[Trecho da fonte]:
__________

Os últimos dias de Dilma Rousseff
Às
vésperas do impeachment, a presidente se isola e evita até mesmo os empregados
do palácio. Sem expectativas de sobreviver à sessão no Senado e com poucas
esperanças de vencer no julgamento final, já faz planos para um futuro longe do
poder e não esconde a mágoa por aqueles que a traíram
Dilma na chegada da tocha olímpica: o evento ficará para Temer(Jefferson
Coppola/VEJA)
Entre os muitos enganos que a
presidente Dilma cometeu desde que subiu pela primeira vez a rampa do Palácio
do Planalto, um foi definitivo para selar seu destino. Dilma sempre teve
certezas demais. Acreditou que seria capaz de "corrigir" certas leis
de mercado, convenceu-se de que poderia governar apenas com quem bem quisesse e
pensou que conseguiria pairar, impoluta, "acima da sujeira do PT".
Agora, a última certeza presidencial é que o seu afastamento iminente do poder
é o resultado de um complô tecido com os fios da vingança, do oportunismo e da
ambição - um golpe urdido por Eduardo Cunha, apoiado pela oposição e consumado
por Michel Temer, a quem hoje dedica os epítetos mais cabeludos, sendo
"santinho de prostíbulo" o mais suave deles.
A poucos dias da votação no Senado
que deve determinar seu afastamento provavelmente sem volta, Dilma está mais
isolada do que nunca. No Palácio da Alvorada, recolhida aos aposentos
privativos no 2º andar, evita até mesmo lidar com os servidores, que trata como
espiões ou espectadores incômodos do seu calvário. Na hora das refeições, a
comida sai da cozinha e é enviada às dependências presidenciais por um
elevador. Os servidores só ficam sabendo como anda o humor da chefe quando ela
liga para a cozinha reclamando de algo (o fracasso em servir ovos cozidos no
"ponto Dilma" - gema mole e clara dura - já derrubou ao menos um
taifeiro).
Todos os presidentes da República
padecem de solidão, mas é certo que Dilma é uma presidente mais sozinha do que
foram seus antecessores. No Alvorada, mora só com a mãe. Dilma Jane, de 92
anos, é assistida diariamente por três enfermeiras, locomove-se em cadeira de
rodas e, por causa dos lapsos de memória, já não é capaz de fazer companhia à
filha. Recentemente, Dilma chamou um deputado petista, que é também advogado,
para ir ao Alvorada num sábado discutir estratégias de defesa. O deputado
chegou no meio da tarde e permaneceu a seu lado por duas horas e meia. Na
saída, espantou-se ao perceber que, durante todo esse tempo, o celular de Dilma
não tocara nenhuma vez - ninguém havia procurado a presidente.
Circunstâncias pessoais e políticas
ajudaram Dilma a erguer seu próprio muro. Tendo ocupado cargos gerenciais na
maior parte da vida, aprendeu sobretudo a mandar. Subordinados conhecem bem o
seu estilo. A presidente quer tudo para ontem ("Te dou meio segundo pra me
trazer essa informação"). Acha que entende de qualquer assunto ("O
que ocê tá falando é uma besteira. Olha aqui, lição de casa pra você").

__________

[Entradas de rotulagem de localização em imagens]:
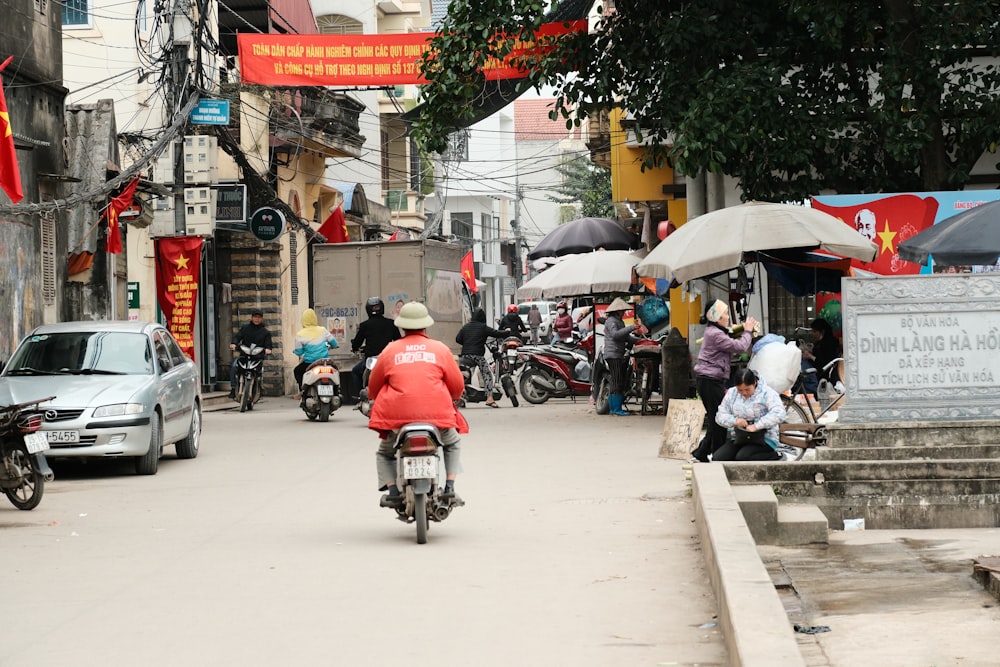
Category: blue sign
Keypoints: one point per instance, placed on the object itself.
(211, 112)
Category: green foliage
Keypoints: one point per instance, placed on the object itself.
(790, 97)
(585, 183)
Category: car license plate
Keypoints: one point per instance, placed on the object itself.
(420, 467)
(35, 442)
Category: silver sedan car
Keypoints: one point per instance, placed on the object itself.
(120, 389)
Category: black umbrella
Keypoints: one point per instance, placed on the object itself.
(584, 235)
(971, 238)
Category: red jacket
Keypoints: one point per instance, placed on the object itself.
(416, 379)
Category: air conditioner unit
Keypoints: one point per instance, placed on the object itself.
(201, 159)
(199, 211)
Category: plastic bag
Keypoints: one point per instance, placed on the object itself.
(653, 311)
(767, 339)
(778, 365)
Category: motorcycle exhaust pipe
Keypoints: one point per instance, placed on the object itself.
(543, 382)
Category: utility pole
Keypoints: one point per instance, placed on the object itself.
(179, 46)
(515, 226)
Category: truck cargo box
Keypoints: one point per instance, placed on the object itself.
(345, 275)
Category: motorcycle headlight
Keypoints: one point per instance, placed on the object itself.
(118, 409)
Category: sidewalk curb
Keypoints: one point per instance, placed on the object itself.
(753, 620)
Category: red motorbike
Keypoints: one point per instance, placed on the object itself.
(555, 371)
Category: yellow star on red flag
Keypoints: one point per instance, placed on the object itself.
(886, 235)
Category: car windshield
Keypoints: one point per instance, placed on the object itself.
(83, 353)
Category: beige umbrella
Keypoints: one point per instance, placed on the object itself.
(600, 272)
(715, 242)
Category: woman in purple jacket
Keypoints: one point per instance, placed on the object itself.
(713, 369)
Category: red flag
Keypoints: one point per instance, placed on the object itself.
(335, 227)
(887, 221)
(178, 261)
(117, 205)
(10, 177)
(469, 272)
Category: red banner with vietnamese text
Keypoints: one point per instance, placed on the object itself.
(370, 60)
(178, 260)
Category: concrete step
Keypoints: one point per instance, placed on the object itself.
(986, 570)
(760, 511)
(783, 524)
(216, 400)
(801, 524)
(909, 453)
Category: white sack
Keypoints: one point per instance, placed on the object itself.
(778, 365)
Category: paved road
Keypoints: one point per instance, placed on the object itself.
(577, 547)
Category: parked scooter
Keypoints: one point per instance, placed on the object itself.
(472, 393)
(419, 471)
(23, 468)
(555, 371)
(320, 390)
(364, 402)
(505, 362)
(249, 376)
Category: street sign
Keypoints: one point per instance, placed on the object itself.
(133, 211)
(231, 205)
(211, 112)
(267, 224)
(133, 294)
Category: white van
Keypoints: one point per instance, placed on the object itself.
(548, 311)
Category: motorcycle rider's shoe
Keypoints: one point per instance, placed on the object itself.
(391, 500)
(615, 405)
(449, 496)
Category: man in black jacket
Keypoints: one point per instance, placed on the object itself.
(252, 333)
(472, 337)
(373, 335)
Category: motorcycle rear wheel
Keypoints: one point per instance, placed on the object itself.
(529, 390)
(29, 494)
(246, 397)
(603, 406)
(420, 516)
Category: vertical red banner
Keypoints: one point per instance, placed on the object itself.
(178, 261)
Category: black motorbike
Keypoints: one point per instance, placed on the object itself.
(419, 471)
(23, 468)
(249, 376)
(505, 363)
(472, 393)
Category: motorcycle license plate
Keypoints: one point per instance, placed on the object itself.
(35, 442)
(62, 436)
(420, 467)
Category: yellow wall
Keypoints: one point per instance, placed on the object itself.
(630, 183)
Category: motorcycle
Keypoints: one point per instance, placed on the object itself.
(556, 371)
(642, 363)
(23, 468)
(506, 362)
(249, 376)
(364, 402)
(320, 390)
(419, 470)
(472, 393)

__________

[Suas instruções]: No texto sobre os últimos dias de Dilma Rousseff, com quem a presidente mora no Palácio da Alvorada? As entradas não têm relação alguma com o texto.

[Resposta esperada]: Com a mãe, Dilma Jane, de 92 anos.